===== 抜粋テキスト

1. 目次情報の分析

dataにあるwj-api.json等のデータを使って遊んでみます．

環境構築

conda env create -f env.yml

準備

日本語で漫画のタイトルを表示したいので，matplotlibで日本語を描画 on Ubuntuを参考に設定します．Ubuntu以外をお使いの方は，適宜ご対応ください．



In [1]:

    
%matplotlib inline

import json
import numpy as np
import matplotlib.pyplot as plt
import seaborn as sns
import pandas as pd

sns.set(style='ticks')

import matplotlib
from matplotlib.font_manager import FontProperties
font_path = '/usr/share/fonts/truetype/takao-gothic/TakaoPGothic.ttf'
font_prop = FontProperties(fname=font_path)
matplotlib.rcParams['font.family'] = font_prop.get_name()

ComicAnalyzer

雑誌分析用に，ComicAnalyzerクラスを定義します．



In [2]:

    
class ComicAnalyzer():
    """漫画雑誌の目次情報を読みだして，管理するクラスです．"""
    
    def __init__(self, data_path='data/wj-api.json', min_week=7, short_week=10):
        """
        初期化時に，data_pathにある.jsonファイルから目次情報を抽出します．
        - self.data: 全目次情報を保持するリスト型
        - self.all_titles: 全作品名情報を保持するリスト型
        - self.serialized_titles: min_week以上連載した全作品名を保持するリスト型
        - self.last_year: 最新の目次情報の年を保持する数値型
        - self.last_no: 最新の目次情報の号数を保持する数値型
        - self.end_titles: self.serialized_titlesのうち，self.last_yearおよび
                           self.last_noまでに終了した全作品名を保持するリスト型
        - self.short_end_titles: self.end_titlesのうち，short_week週以内に
                                 連載が終了した作品名を保持するリスト型
        - self.long_end_titles: self.end_titlesのうち，short_week+1週以上に
                                連載が継続した作品名を保持するリスト型
        """
        
        self.data = self.read_data(data_path)
        self.all_titles = self.collect_all_titles()

==========

--- 実施タスク ---
**1.** 抜粋テキストでは、なぜmatplotlibに日本語フォントの設定をするのですか？1〜3文で説明してください。
**2.** 抜粋テキストから、「import json」で始まり「matplotlib.rcParams['font.family'] = font_prop.get_name()」で終わる部分を、一字一句変えずに返してください。

===== 記録データ

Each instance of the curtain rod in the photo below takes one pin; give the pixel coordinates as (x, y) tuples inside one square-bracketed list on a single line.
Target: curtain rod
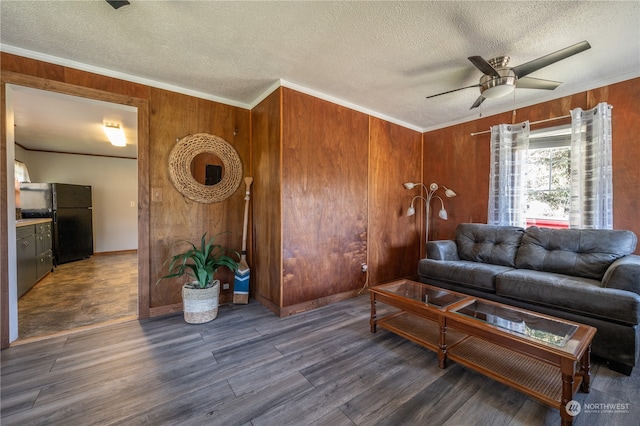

==========

--- 回答 ---
**1.** 漫画のタイトルを日本語で表示したいからです。そのために「matplotlibで日本語を描画 on Ubuntu」を参考にして設定しています。

**2.**
import json
import numpy as np
import matplotlib.pyplot as plt
import seaborn as sns
import pandas as pd

sns.set(style='ticks')

import matplotlib
from matplotlib.font_manager import FontProperties
font_path = '/usr/share/fonts/truetype/takao-gothic/TakaoPGothic.ttf'
font_prop = FontProperties(fname=font_path)
matplotlib.rcParams['font.family'] = font_prop.get_name()